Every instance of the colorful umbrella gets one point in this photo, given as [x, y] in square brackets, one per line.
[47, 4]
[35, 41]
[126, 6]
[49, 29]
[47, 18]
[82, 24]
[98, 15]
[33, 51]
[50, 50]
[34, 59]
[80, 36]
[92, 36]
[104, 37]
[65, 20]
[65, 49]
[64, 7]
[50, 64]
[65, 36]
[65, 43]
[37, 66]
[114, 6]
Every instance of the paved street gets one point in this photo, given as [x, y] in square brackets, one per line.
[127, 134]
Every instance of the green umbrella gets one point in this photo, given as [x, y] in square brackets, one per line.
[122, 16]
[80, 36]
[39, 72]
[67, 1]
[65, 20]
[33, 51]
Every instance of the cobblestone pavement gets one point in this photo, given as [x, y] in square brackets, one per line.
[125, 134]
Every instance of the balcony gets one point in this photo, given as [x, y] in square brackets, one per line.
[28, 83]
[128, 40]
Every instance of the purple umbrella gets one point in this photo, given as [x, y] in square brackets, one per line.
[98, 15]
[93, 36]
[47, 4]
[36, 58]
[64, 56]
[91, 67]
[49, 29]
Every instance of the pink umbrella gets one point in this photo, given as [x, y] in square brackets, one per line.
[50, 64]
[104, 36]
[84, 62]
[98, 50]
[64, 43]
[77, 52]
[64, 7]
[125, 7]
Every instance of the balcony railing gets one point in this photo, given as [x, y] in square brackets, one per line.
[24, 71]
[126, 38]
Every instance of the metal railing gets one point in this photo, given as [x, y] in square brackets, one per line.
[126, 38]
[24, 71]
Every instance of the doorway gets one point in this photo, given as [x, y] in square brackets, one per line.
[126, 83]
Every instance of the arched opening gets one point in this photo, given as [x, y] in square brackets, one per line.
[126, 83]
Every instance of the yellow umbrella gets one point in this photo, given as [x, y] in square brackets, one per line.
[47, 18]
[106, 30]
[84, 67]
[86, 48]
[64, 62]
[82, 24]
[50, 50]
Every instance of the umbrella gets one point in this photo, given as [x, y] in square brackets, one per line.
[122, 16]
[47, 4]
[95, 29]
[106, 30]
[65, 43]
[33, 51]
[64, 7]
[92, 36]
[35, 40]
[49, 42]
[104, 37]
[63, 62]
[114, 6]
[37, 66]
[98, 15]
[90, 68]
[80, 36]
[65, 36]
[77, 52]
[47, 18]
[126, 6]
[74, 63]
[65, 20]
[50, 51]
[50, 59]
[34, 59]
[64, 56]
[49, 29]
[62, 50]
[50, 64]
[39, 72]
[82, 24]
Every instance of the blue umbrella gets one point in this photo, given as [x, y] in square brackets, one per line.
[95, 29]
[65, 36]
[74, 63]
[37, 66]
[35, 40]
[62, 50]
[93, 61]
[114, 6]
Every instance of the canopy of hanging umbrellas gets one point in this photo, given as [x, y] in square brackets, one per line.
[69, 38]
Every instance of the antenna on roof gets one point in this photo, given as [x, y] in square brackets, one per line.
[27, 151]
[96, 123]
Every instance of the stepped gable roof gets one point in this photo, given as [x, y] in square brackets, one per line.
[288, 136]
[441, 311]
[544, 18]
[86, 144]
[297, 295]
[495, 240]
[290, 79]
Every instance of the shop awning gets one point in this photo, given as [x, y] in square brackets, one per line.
——
### Problem to solve
Output the line containing "Every instance of the canopy" and every line after it through the final line of the records above, exactly as written and nothing else.

### Answer to this problem
Every instance of the canopy of hanging umbrellas gets one point in this photo, given as [x, y] in square brackets, one per line.
[69, 38]
Every instance of the antenna on roof gets one point in this photo, given as [x, y] in square brackets, one per line.
[27, 151]
[96, 123]
Every instance of the stepped gable roof gets one point in this photo, given as [x, y] in square brackets, one per line.
[288, 136]
[441, 311]
[544, 18]
[86, 144]
[297, 295]
[495, 240]
[290, 79]
Every instance of the shop awning gets one point in this photo, given as [x, y] in square brackets, one per line.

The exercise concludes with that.